Article:
## START

/kafka-streams-workshop

An easy-to-follow Kafka Streams workshop

Primary LanguageJavaApache License 2.0Apache-2.0

Introduction

This is a repo with the source code of the Kafka Streams workshop. It's designed as an easy way to use Kafka Streams with minimal setup and dependencies. We'll start implementing a fictional business scenario and then adding new requirements step by step, from easy usage of Kafka Streams to more elaborated functionality.

All the exercises will be explained during the workshop. If you are blocked, you can open the following exercise to see the solution to the previous one. We encourage you to try do the exercises by yourself. It's the best way to really learn Kafka Streams.

In advance steps

In order to be ready for the workshop and avoid dependencies with the Internet connection, you can do the following steps:

  • Download the code in your laptop:
git clone https://github.com/antonmry/kafka-streams-workshop.git
  • Execute one test (it should pass it):

Windows:

gradlew.bat test --tests KafkaStreamsIntegrationTest

Linux:

./gradlew test --tests KafkaStreamsIntegrationTest
  • Import the project in your favourite IDE.

Software Requirements

To get started you need to have installed following:

Project is built using Gradle build tool but it’s using Gradle Wrapper so you are not required to install it manually nor you don’t have to be afraid of version clash.

You can use IDE of your choice but IntelliJ IDEA provides so far the best Gradle integration even in the free Community version. Import the project as Gradle project get the best developer experience.

Because of RocksDB requirements you may need to install the C++ 2015 redistributable.

What are you going to do?

You have just been hired by a big retail company as Data Engineer. Ready for the challenge?.

Let's start with the first task!

Exercise 0: reading, transforming and writing to Kafka

Security department has raised an issue because credit card numbers are being stored in different databases in the company and that's a huge potential risk. Your first tasks is mitigate that problem. The easiest way is obfuscate the credit card number in the purchase topic when is copied from the transaction topic.

You have a deadline in tree months and six-figures budget. Unfortunately, this workshop only last 2 hours so forget the budget and let's start coding.

  1. Open src/test/java/antonmry/exercise_0/KafkaStreamsIntegrationTest0.java and investigate how an integration test is done with Kafka Streams and get familiarised with the test and the format of the of the messages.

## END

Given problem: Which IDE does the workshop page say gives the best Gradle integration? These items come from a separate source, not the workshop page.

Data entries:
## START

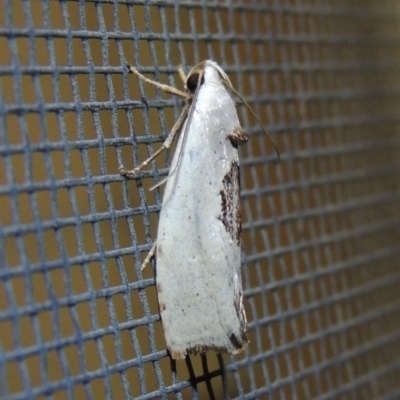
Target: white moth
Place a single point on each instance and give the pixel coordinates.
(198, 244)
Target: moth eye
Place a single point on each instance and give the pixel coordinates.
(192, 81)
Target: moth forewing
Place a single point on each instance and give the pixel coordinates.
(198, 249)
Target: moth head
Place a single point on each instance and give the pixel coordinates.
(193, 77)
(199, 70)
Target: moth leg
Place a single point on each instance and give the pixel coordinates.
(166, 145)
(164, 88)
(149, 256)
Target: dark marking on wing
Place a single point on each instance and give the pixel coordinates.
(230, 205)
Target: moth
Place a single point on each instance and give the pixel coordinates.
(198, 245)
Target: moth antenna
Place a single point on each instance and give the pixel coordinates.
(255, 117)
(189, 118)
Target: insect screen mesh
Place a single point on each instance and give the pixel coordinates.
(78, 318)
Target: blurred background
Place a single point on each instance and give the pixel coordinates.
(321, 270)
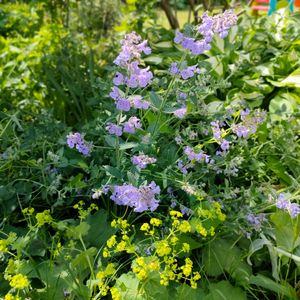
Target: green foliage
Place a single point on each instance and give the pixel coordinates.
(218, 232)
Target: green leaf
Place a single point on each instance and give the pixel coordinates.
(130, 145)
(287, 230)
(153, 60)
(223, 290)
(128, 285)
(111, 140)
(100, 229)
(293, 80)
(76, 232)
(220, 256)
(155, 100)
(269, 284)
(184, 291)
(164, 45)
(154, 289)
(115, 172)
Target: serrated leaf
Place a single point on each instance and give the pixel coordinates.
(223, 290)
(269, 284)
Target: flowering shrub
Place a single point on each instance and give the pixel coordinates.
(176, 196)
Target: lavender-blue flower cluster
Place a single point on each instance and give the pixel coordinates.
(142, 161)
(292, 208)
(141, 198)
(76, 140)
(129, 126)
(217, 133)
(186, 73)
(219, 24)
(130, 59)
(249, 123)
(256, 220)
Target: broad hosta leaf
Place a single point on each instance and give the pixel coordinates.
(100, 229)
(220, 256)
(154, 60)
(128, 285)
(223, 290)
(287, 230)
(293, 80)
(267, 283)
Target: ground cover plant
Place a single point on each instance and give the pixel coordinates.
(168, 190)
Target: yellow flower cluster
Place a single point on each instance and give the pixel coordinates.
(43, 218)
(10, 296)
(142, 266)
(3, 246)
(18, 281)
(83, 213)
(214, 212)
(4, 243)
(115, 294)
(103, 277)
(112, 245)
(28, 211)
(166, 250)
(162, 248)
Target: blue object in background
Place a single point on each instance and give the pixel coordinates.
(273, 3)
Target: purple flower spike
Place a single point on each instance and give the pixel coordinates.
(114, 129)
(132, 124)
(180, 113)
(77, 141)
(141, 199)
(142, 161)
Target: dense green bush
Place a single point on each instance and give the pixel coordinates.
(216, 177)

## END
## START

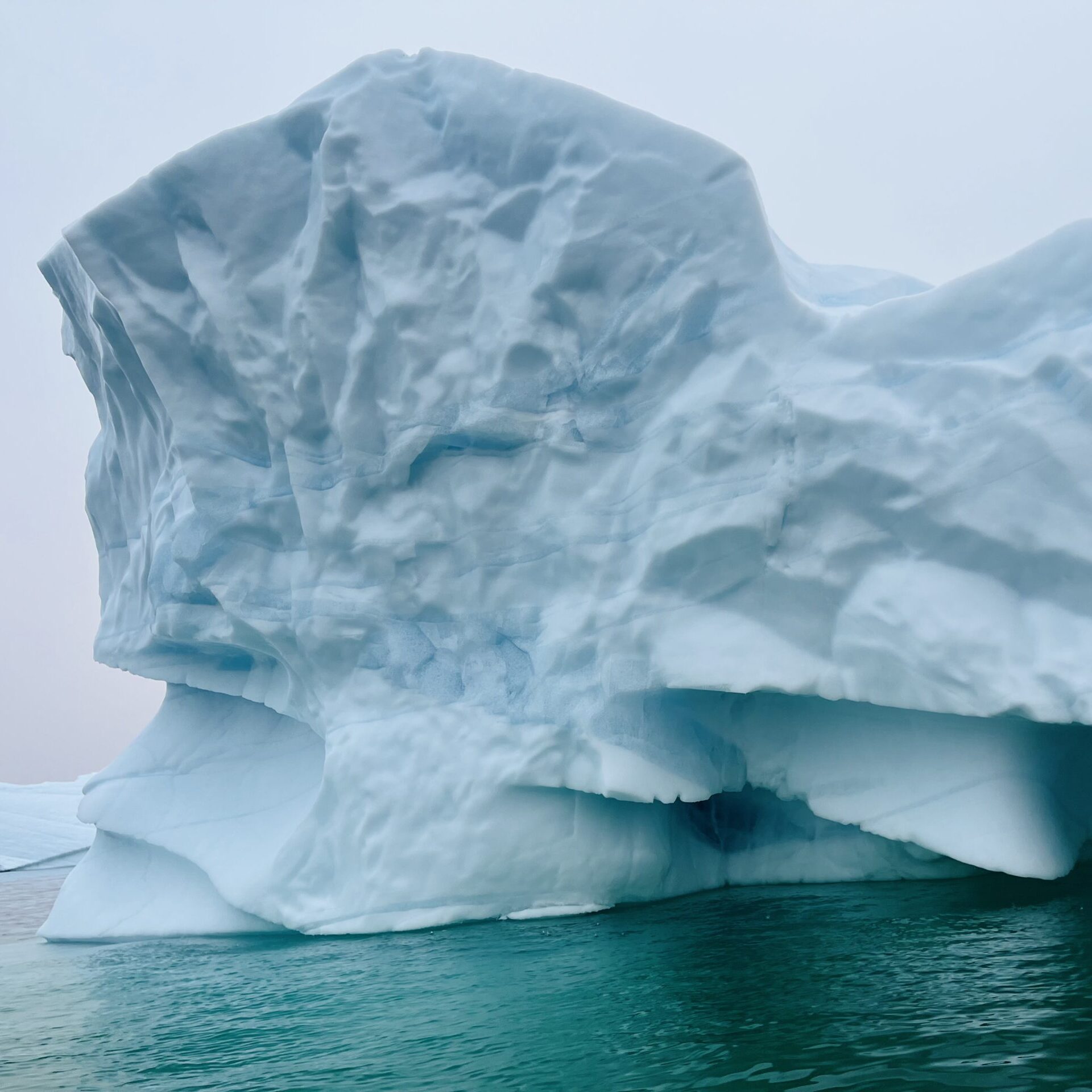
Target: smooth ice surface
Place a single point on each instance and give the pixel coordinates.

## END

Response: IntelliJ IDEA, even in the free Community version.